(Items listed in a dataset)
-- Opening Marker --
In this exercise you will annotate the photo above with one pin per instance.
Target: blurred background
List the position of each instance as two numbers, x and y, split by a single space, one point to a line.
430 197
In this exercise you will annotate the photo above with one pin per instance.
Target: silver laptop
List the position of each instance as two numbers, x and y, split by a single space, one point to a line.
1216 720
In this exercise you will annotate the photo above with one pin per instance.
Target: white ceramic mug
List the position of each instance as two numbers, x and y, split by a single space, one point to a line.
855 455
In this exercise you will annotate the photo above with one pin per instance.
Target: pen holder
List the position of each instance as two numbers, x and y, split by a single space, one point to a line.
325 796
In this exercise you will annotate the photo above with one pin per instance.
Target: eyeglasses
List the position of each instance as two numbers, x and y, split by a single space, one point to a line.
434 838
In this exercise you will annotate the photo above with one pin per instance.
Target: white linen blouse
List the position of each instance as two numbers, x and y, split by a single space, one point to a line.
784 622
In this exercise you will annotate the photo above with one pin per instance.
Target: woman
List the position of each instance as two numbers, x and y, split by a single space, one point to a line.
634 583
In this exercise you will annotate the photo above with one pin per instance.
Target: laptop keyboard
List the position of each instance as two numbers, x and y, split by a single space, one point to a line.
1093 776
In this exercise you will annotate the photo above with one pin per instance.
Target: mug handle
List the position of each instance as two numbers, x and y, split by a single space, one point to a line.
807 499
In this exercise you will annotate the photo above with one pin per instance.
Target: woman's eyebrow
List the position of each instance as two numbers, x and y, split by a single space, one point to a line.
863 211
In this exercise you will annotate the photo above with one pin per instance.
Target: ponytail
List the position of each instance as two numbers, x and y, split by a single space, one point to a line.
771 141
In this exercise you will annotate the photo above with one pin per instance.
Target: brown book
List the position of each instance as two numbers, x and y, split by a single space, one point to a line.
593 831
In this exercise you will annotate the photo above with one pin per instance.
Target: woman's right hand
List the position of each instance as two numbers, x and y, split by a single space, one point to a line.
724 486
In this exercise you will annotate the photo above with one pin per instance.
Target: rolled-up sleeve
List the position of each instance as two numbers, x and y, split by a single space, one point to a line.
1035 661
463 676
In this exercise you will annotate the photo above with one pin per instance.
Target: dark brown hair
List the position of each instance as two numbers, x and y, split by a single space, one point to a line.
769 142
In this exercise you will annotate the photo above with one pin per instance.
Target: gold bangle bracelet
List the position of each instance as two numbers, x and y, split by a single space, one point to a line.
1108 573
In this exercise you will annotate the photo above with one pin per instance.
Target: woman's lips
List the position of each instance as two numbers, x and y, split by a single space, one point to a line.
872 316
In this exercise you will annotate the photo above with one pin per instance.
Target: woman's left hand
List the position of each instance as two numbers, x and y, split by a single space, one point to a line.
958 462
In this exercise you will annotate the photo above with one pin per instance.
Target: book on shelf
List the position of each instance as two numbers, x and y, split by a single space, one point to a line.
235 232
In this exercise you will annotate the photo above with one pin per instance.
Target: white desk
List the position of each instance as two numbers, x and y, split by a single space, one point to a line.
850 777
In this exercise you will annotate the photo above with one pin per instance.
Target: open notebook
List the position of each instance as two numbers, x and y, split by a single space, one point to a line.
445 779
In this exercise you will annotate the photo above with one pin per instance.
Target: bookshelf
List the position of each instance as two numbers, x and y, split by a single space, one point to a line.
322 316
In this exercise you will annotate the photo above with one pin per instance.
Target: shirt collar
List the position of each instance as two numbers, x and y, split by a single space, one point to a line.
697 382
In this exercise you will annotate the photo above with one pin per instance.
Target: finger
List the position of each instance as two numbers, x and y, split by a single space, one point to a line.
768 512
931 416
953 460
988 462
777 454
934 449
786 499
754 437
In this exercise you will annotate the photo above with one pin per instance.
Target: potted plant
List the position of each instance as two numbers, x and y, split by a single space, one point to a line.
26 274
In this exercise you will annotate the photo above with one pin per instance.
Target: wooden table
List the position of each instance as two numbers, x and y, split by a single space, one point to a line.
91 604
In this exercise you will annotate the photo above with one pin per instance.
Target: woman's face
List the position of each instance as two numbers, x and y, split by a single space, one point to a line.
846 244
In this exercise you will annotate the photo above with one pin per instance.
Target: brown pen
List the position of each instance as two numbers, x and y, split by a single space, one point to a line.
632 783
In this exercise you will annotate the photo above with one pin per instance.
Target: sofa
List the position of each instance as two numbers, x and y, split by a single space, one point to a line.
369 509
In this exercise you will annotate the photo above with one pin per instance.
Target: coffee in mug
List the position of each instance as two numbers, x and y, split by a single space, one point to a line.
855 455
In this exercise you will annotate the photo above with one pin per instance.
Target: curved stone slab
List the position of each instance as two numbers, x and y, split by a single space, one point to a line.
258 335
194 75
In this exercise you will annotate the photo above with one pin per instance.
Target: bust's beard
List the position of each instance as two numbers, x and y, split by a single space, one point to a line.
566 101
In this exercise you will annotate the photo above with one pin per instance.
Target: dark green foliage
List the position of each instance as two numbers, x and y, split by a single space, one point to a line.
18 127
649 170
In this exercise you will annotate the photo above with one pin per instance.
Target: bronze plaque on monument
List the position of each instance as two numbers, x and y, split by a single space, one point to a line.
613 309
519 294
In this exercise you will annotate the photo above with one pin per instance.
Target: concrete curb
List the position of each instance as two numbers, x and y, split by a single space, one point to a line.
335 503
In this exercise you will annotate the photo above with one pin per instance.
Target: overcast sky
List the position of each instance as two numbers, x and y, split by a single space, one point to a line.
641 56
-- Closing Marker --
The whole set of records needs to be written out exactly.

In this exercise you will annotate the photo above with one pin per instance.
Target: blurred background
List the position of each instance as two numbers, x and y, split by a single space, one point to a line.
430 197
In this exercise you will annotate the photo above with one pin per instance.
Target: silver laptop
List the position of each instance as two numbers, x and y, split by a single space, one point to a line.
1216 720
In this exercise you will annotate the photo above with one pin per instance.
Target: white ceramic mug
List the position of each instance as two numbers, x and y, split by a single space, one point to a line.
855 455
In this exercise you will annotate the photo above with one pin per instance.
Target: pen holder
List the position of each instance as two numbers, x and y, split by a single space, one point to a line.
325 796
In this exercise you will annotate the photo above with one pin per instance.
Target: eyeglasses
List the position of each instance as two numbers, x and y, split by a single space, one point to a line.
434 838
In this exercise you will annotate the photo above with one pin per instance.
Target: white linen blouse
List the position of each instance as two numbers, x and y, split by a single space, one point to a line.
784 622
In this exercise you will annotate the photo above with one pin per instance.
Target: woman
List the position of each instance as two numbers, x and y, split by a single space, one point to a line.
634 583
In this exercise you will annotate the photo above with one pin per instance.
Target: laptop keyboard
List the position of each instance as two numbers, x and y, split by a single space, one point to a line.
1093 776
In this exercise you will annotate the photo above with one pin per instance.
Target: mug handle
List the position of each instance as two numbers, x and y, split by a single space, one point to a line.
807 499
In this exercise you will annotate the photo above with one pin per instance.
Target: woman's eyebrow
List the position of each instance as two numbers, x and y, split by a single space, one point to a line.
863 211
In this exercise you will annotate the photo above with one pin per instance.
Target: ponytail
List the position of each instance as two numbers, x and y, split by a single space, one point to a line.
771 141
In this exercise you will annotate the photo above with one pin per instance.
Target: brown book
List the position of each instance as two numbers, x and y, split by a single space, one point to a line.
593 831
In this exercise you will annotate the photo above with one pin per instance.
Target: woman's right hand
List the position of each instance as two numbers, x and y, split by a single space, one point to a line.
724 486
In this exercise you will annotate the photo above with one pin per instance.
Target: rolled-up sleeve
List the position of each instance as two numbers, x and y, split by a single space, one point to a line.
1035 661
463 676
In this exercise you will annotate the photo above with one pin per instance.
Target: dark brown hair
List the position of each instance as two numbers, x and y, split by a single space, one point to a line.
769 142
In this exercise you will annotate the photo above with one pin per instance.
Target: gold bangle bracelet
List the position of each instance as two numbers, x and y, split by a single space, one point to a line.
1108 573
In this exercise you will annotate the photo above with one pin per instance.
Target: woman's lips
List the position of each instance as two numbers, x and y, split by a single space, one point to a line.
872 316
In this exercise you will annotate the photo above with one pin per instance.
Target: woman's left hand
List the position of each instance as two numbers, x and y, split by a single space, one point to a line.
958 462
In this exercise you will annotate the photo above with one pin per instance.
Target: book on shelf
List the position of each instance as two numbers, x and y, split by a single space, one point to a line.
235 232
In this exercise you will annotate the photo above with one pin per instance.
Target: white desk
List the position of each instance as two numbers, x and y, split by a single space, one point to a line.
850 777
In this exercise you will annotate the photo above with one pin per instance.
Target: open notebook
List the position of each instance as two numbers, x and y, split by a single space, one point to a line.
445 779
In this exercise you will annotate the photo above with one pin per instance.
Target: bookshelf
List the position of each instance as two numbers, x and y, split by a single space, one point to a line.
322 316
In this exercise you will annotate the photo above with one pin per instance.
Target: shirt collar
List the position of each instance as two numbers, x and y, split by a single space, one point to a line.
697 382
In this exercise you will annotate the photo above with one pin per instance.
Target: finger
List the position of each instance as two numbers, x and y, split by a single space, one point to a line.
768 512
931 416
953 460
988 462
777 454
934 449
786 499
754 437
In this exercise you will annotate the photo above with one pin per instance.
Target: potted plant
List the position of each instance as two numbers, x and y, split by a single space, one point to a line.
26 274
In this exercise you will annotate the photo above with one pin per instance.
Target: wooden table
List the position of each instance as two numbers, x and y, split by a single space, one point to a line.
91 604
In this exercise you will annotate the photo above with one pin per instance.
Target: woman's face
List the position of each instance as two numbers, x and y, split by a single space, one point to a line.
846 244
In this exercise you will annotate the photo above with one pin per instance.
Target: brown pen
List the position of each instance as two numbers, x and y, split by a single space, one point to a line.
632 783
In this exercise you will annotate the photo above with one pin per instance.
Target: sofa
List the position of each instance as two numbers, x and y, split by a single space, one point to a line.
369 509
In this exercise you will annotate the photo above with one pin per instance.
Target: coffee in mug
List the position of each instance as two numbers, x and y, split by a single space, one point to a line.
855 455
In this exercise you will annotate the photo above with one pin per instance.
Target: curved stone slab
List the position of each instance as two numbers, x and y, split by a single space, one point to a line.
258 335
194 75
In this exercise you will annotate the photo above with one pin per instance.
Target: bust's beard
List the position of each instance as two numbers, x and y, split by a single space, one point to a line.
566 101
In this exercise you will annotate the photo above with one pin per instance.
Target: dark green foliage
List the position of each instance as two numbers, x and y, split by a single space, one point to a line.
18 127
649 170
In this exercise you will annotate the photo above with one pin per instance.
Target: bronze plaque on monument
List the position of each instance as two numbers, x and y, split by a single space, one point to a line.
613 309
519 294
In this exercise you will annotate the photo above with one pin per instance.
Target: concrete curb
List the position of each instance as two numbers, x and y, split by a single space, one point to a line.
335 503
In this exercise you will annotate the photo above with one pin per instance.
Target: overcast sky
List the position of each instance as two numbers, x and y, split by a single space, one point to a line.
641 56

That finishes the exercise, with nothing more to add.